- _Data for the task_
************
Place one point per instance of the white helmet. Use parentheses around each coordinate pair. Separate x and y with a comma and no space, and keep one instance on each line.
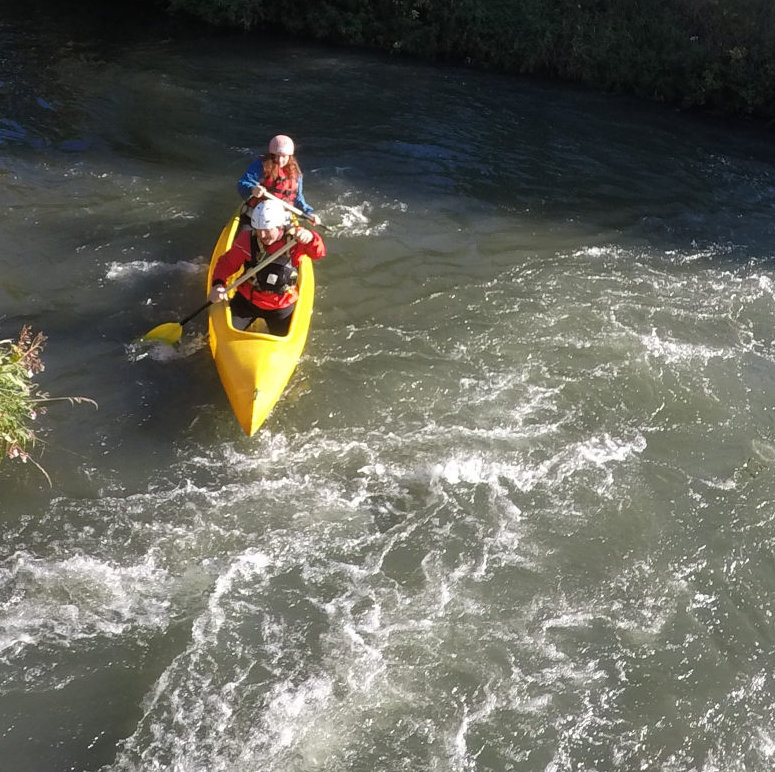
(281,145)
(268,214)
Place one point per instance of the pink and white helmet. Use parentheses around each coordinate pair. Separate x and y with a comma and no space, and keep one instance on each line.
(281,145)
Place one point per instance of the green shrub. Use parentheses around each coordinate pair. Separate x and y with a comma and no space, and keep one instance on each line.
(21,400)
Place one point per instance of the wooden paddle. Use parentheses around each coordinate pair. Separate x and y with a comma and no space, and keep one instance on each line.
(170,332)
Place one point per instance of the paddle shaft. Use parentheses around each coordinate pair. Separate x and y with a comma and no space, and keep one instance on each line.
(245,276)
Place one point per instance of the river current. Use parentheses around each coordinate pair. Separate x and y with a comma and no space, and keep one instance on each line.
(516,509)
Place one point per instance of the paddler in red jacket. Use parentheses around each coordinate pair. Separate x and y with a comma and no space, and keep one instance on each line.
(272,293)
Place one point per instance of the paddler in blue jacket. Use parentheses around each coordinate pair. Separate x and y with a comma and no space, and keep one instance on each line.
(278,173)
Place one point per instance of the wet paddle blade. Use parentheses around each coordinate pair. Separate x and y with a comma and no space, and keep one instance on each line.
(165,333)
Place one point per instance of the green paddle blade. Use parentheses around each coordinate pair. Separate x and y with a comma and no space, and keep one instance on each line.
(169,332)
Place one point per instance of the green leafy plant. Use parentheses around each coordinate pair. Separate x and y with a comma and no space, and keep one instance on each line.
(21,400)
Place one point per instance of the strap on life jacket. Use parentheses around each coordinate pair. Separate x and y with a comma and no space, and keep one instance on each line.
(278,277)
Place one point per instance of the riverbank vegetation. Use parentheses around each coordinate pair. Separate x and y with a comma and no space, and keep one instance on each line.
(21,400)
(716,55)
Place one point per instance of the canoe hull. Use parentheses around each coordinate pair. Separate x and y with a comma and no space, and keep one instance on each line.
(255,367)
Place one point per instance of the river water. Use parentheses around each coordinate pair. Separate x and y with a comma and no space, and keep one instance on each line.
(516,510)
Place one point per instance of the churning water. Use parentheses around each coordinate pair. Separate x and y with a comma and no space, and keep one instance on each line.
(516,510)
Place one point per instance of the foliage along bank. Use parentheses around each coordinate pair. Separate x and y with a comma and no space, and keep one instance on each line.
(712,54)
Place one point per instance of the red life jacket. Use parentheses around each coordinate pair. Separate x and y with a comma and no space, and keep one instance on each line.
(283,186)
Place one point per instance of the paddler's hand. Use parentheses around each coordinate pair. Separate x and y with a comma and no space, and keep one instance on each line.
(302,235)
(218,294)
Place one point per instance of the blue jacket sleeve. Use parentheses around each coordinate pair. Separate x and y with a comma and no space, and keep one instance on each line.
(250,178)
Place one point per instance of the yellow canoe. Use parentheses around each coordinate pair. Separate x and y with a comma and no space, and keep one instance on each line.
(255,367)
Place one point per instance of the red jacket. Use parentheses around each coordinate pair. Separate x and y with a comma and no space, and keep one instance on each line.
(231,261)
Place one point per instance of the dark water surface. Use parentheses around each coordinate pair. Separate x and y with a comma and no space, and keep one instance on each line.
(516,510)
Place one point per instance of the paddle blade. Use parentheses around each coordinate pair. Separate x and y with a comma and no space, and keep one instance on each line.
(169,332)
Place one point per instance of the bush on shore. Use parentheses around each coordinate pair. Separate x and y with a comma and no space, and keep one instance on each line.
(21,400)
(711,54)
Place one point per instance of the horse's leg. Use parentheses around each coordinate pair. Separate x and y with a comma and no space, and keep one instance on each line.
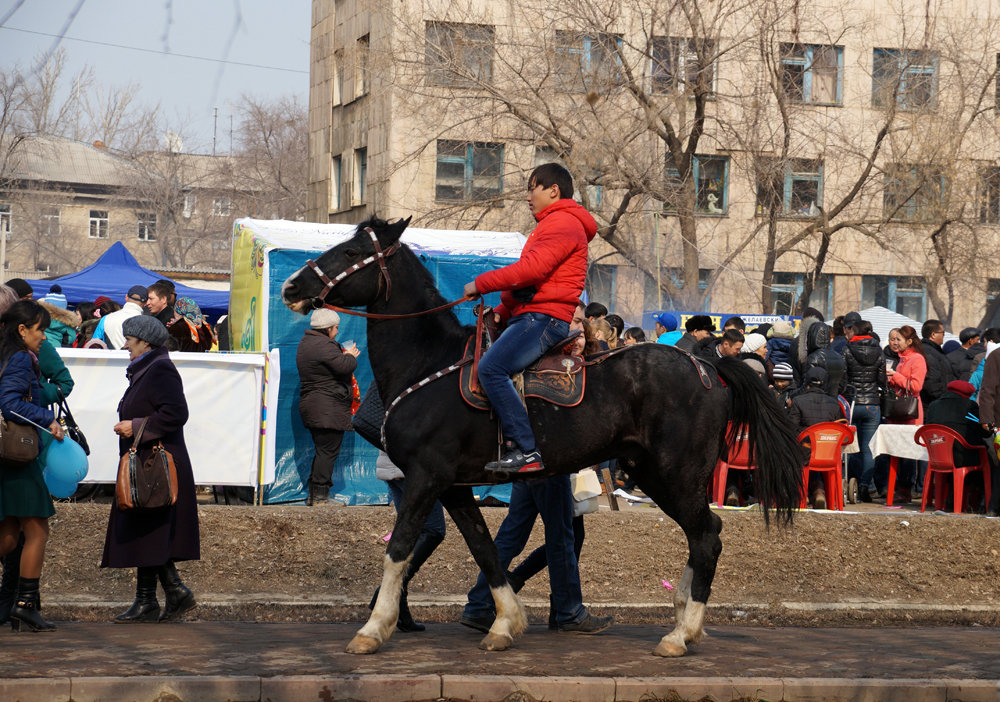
************
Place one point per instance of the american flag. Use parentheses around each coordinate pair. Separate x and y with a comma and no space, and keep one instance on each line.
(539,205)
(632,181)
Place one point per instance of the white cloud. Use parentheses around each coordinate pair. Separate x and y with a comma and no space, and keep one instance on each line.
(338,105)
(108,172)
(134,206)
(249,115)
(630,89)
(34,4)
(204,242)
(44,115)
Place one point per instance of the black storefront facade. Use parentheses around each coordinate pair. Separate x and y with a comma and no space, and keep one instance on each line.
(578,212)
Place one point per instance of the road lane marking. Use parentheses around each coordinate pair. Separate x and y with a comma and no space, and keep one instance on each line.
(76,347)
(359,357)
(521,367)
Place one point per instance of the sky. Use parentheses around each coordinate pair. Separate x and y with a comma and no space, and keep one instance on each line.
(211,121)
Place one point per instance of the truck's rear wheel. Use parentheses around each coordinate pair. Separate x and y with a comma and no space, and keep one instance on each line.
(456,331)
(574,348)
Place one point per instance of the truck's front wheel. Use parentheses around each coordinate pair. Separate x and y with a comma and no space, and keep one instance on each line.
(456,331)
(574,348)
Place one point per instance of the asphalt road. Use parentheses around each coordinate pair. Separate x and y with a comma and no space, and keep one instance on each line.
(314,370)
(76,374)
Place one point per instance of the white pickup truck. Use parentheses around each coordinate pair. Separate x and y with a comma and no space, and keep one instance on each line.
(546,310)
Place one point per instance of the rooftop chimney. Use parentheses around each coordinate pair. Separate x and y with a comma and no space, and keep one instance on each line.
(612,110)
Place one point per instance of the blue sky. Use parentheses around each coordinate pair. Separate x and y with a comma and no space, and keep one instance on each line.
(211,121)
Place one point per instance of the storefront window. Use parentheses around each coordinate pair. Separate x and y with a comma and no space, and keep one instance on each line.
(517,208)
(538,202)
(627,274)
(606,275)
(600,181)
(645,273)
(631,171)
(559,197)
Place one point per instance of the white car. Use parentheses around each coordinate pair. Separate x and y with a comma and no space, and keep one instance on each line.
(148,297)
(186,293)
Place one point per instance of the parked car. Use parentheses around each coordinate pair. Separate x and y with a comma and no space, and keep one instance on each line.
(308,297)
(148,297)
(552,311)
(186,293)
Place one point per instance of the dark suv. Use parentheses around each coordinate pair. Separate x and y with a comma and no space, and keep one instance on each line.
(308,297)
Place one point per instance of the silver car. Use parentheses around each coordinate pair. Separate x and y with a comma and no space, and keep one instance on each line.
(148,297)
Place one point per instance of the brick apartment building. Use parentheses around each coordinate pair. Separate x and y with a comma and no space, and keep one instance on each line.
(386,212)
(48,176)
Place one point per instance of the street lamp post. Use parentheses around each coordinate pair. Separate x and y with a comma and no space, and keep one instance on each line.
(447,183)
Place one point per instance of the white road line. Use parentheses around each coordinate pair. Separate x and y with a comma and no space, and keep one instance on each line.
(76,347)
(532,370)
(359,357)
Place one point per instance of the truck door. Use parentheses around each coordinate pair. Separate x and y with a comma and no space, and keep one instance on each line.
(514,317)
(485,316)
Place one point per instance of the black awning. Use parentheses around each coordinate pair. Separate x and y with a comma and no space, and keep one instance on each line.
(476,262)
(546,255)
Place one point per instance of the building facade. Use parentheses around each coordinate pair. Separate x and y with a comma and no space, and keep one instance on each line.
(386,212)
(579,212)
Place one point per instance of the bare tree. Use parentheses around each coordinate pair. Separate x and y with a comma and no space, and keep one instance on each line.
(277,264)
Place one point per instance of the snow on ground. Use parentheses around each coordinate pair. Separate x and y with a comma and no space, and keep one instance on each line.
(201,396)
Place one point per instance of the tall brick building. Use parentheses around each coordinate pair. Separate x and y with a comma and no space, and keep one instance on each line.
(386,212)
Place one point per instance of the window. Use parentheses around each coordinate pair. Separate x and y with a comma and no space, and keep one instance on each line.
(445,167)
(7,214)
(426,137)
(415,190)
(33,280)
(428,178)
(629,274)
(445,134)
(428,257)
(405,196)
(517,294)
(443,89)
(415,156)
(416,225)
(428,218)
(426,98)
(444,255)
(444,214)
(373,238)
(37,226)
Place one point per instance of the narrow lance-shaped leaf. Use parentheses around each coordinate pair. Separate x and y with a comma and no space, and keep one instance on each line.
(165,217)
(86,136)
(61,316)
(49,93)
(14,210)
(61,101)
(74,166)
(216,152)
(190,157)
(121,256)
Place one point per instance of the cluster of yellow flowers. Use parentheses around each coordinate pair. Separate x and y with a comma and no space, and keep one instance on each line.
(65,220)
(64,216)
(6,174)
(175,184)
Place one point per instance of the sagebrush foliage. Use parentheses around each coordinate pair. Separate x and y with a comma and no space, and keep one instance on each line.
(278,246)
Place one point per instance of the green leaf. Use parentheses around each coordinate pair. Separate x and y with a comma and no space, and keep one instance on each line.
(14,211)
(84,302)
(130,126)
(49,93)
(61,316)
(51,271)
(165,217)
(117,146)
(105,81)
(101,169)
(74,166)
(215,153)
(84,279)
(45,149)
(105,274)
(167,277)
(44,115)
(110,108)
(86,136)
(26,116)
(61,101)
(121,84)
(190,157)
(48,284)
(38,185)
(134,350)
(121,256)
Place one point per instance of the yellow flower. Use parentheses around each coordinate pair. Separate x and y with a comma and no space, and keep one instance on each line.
************
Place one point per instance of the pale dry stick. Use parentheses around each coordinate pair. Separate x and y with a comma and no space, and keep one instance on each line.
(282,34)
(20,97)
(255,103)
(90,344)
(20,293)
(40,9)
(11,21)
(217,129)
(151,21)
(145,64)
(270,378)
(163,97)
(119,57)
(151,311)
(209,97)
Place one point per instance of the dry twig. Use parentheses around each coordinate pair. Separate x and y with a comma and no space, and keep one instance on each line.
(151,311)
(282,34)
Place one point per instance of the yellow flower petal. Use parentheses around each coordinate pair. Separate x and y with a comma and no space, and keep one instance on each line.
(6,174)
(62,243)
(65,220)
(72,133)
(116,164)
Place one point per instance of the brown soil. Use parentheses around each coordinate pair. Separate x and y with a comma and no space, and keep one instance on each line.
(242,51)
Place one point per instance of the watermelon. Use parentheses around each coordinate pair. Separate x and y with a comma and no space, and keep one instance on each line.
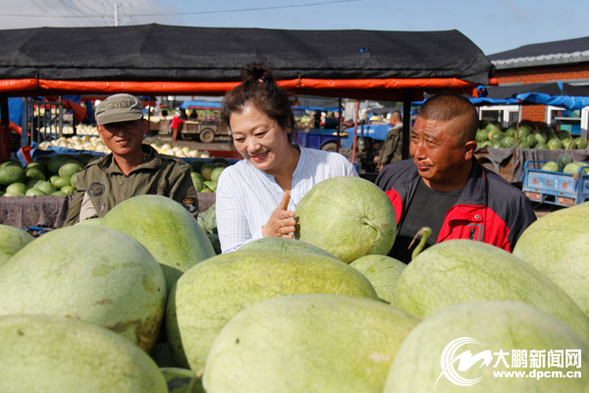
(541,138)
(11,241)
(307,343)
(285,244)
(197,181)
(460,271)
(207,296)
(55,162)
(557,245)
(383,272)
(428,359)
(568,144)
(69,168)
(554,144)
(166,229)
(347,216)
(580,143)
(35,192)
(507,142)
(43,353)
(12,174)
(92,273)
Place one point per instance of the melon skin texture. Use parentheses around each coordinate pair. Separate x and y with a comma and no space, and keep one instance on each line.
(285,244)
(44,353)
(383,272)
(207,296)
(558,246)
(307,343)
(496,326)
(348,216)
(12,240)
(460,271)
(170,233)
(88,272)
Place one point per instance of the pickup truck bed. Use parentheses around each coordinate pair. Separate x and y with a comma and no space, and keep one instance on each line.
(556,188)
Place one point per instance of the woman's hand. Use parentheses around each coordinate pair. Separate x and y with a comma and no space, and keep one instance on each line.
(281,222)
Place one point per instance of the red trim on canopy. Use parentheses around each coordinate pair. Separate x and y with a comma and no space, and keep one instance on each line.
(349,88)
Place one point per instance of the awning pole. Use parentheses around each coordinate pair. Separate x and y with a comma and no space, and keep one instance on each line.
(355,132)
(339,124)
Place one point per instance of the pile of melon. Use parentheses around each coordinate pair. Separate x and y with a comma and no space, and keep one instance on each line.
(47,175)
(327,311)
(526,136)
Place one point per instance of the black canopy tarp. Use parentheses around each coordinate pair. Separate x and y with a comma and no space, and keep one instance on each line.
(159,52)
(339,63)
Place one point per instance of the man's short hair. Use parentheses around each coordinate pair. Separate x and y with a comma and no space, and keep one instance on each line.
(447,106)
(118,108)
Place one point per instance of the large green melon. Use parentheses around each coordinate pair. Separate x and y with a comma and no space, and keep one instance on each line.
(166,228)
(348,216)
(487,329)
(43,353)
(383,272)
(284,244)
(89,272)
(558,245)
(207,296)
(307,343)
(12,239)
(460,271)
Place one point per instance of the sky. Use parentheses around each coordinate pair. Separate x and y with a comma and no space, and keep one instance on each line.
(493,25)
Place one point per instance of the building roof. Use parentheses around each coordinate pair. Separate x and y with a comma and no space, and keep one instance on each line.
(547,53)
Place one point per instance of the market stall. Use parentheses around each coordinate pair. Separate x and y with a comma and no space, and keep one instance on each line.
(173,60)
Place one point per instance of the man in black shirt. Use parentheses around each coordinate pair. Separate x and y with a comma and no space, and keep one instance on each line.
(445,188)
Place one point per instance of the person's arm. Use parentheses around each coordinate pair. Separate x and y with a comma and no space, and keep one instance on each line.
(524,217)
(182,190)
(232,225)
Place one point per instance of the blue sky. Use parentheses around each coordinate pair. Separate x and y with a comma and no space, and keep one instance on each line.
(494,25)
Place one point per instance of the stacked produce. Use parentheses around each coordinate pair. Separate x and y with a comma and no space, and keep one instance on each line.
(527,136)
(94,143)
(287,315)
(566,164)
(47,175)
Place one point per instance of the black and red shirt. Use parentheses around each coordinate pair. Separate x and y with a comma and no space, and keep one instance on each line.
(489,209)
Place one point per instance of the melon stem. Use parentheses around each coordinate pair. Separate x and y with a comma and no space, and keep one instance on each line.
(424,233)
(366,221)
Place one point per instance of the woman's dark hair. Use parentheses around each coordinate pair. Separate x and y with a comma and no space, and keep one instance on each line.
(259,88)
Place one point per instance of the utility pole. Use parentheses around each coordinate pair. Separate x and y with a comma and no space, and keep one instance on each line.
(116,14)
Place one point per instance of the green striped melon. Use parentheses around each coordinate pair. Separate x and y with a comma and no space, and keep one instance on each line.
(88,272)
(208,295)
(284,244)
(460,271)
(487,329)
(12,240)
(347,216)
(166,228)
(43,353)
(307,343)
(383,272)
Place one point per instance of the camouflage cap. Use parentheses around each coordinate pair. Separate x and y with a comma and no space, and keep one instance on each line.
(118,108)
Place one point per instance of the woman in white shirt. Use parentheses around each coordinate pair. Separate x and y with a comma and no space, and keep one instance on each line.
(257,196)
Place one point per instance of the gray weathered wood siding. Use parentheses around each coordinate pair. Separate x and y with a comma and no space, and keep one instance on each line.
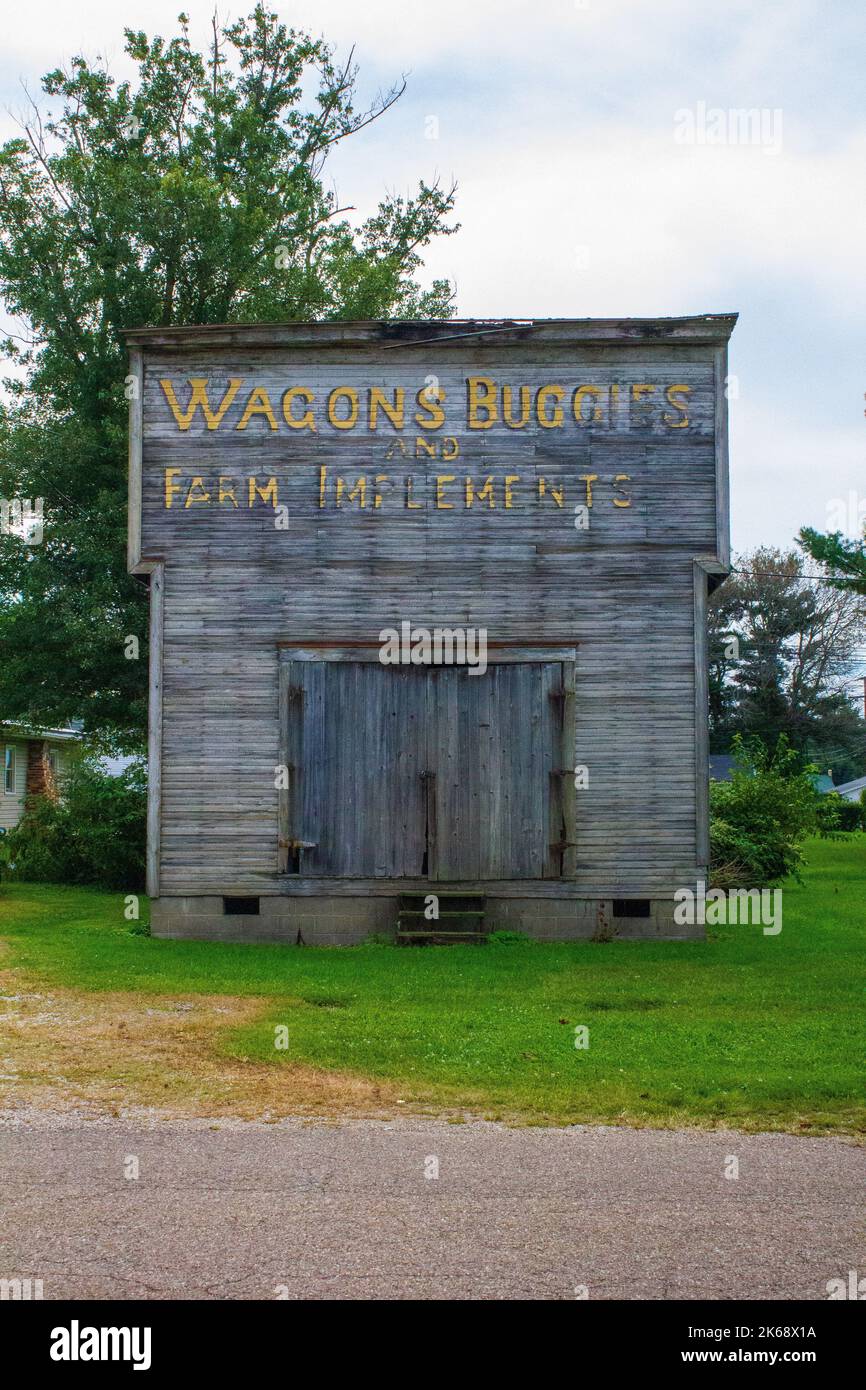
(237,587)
************
- _Task directions_
Could you quote, word for word, every line from the one holding "Place one point per instance of the yellow canoe." through the one holding "Place one point per instance of the horse's", with both of those lines included?

- _Solution to this task_
Place one point per instance of the yellow canoe. Use parentheses around each coordinate pair. Separate x and y with a comma and no space, and keep one instance on each line.
(255,367)
Place one point per instance of the red jacket. Use parentheses around each coordinate pair. Separate x and y with a comma and no space, and keep one instance on each line.
(231,261)
Place one point per instance of the dark water surface. Use parentheses around each coordinate pair. Separate x and y with a comma and no space, and keep one instance on each line.
(516,510)
Place one point per instance of the paddle blade. Use parentheses around each coordinate pair. Separate x and y with a comma and no space, and keep one instance on each line.
(169,332)
Place one point per instance of the bush on shore. Use parentheses around each coordinate pair. Separate x and y with a comma and no space, and keep one instance on each line.
(21,400)
(711,54)
Place one point per instance of the horse's leg. Use parentheses around each coordinate pair. Separate x and y with a comma and no space, and keep one instance on each line.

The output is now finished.